## Questions
• A. Decide whether each statement agrees with the Managua study passage, answering yes or no and quoting the words from the passage that settle it: (i) the study began in 2017, after the COVID-19 pandemic had started; (ii) Moderna's vaccine was 94.1% effective at preventing infection in clinical trials among people aged 18 years or older; (iii) participants give blood samples for serology every year in March and April.
• B. Write out the Managua study passage again, starting at the words "A sub-study within" and stopping after "severity of symptoms.". Switch every "researchers" to "scientists".

Despite the study’s findings, vaccines continue to provide the most protection against both infection and severity of illness caused by COVID-19. According to the Centers for Disease Control and Prevention, the Pfizer-BioNTech vaccine was 95% effective at preventing infection during clinical trials. Similarly, Moderna’s vaccine was 94.1% effective at preventing infection during clinical trials in people aged 18 years or older.

The study, which is now under peer review, used the ongoing Household Influenza Cohort Study in the Nicaraguan city of Managua. The study was launched in 2017 before the COVID-19 pandemic began and initially studied influenza in households. In February 2020, the study expanded to include SARS-CoV-2 cases.

According to a U-M release, participants who take part in the study are instructed to report to a health center at the onset of any illness. Participants also provide blood samples for serology each year during March and April, an an additional sample was collected in October 2020 from those who consented.

A sub-study within the study analyzes transmission within households of SARS-CoV-2 once a family member tests positive.

Prior to a large second wave of coronavirus cases in March 2021, researchers discovered that 62% of the cohort’s participants were seropositive for COVID-19 and that the delta and gamma variants were the dominant strains.

From these samples, the researchers were able to determine antibody levels required to fight infection, illness and severity of symptoms.

Senior author of the paper Aubree Gordon said that ultimately vaccination against COVID-19 would ease the burden of the pandemic on the community, and that vaccines are still difficult to get in low- and middle-income countries.

## Provided material

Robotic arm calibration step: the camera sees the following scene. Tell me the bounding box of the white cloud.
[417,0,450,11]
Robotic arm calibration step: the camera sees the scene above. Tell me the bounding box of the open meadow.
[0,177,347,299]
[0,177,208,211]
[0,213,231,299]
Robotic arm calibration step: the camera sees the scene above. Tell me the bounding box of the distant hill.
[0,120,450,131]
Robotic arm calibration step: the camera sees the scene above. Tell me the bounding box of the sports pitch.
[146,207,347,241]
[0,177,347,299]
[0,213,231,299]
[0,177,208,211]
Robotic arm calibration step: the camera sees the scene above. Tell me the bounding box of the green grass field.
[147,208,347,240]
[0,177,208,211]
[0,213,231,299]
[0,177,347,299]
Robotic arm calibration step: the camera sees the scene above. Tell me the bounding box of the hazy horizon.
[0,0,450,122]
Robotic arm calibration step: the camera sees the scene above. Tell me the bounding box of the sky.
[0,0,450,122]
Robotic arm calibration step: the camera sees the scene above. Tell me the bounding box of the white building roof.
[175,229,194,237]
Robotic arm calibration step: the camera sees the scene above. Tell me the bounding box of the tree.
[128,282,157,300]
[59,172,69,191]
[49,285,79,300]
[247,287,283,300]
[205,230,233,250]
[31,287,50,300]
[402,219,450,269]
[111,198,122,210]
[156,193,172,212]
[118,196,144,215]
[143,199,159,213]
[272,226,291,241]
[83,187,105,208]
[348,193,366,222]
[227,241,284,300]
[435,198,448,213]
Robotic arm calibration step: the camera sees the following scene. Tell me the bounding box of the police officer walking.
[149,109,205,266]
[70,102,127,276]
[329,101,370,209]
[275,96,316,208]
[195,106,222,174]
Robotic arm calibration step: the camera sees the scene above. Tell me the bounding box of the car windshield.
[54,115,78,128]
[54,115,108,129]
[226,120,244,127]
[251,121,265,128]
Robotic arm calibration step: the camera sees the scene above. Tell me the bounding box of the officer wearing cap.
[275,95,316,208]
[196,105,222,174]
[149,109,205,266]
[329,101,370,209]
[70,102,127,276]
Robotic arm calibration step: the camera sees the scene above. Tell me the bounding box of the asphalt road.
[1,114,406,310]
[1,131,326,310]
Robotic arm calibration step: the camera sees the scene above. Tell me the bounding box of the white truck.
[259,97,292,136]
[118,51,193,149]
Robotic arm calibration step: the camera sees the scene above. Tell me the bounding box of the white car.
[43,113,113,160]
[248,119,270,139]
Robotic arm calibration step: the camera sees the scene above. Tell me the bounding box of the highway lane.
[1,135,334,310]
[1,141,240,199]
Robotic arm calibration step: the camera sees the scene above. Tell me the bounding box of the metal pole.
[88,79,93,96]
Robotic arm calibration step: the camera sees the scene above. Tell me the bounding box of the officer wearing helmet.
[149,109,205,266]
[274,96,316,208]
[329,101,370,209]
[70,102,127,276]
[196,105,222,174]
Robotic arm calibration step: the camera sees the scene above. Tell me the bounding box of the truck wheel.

## Expected outputs
• A.
(i) No: "The study was launched in 2017 before the COVID-19 pandemic began"
(ii) Yes: "Moderna’s vaccine was 94.1% effective at preventing infection during clinical trials in people aged 18 years or older"
(iii) Yes: "Participants also provide blood samples for serology each year during March and April"

• B.
A sub-study within the study analyzes transmission within households of SARS-CoV-2 once a family member tests positive.

Prior to a large second wave of coronavirus cases in March 2021, scientists discovered that 62% of the cohort’s participants were seropositive for COVID-19 and that the delta and gamma variants were the dominant strains.

From these samples, the scientists were able to determine antibody levels required to fight infection, illness and severity of symptoms.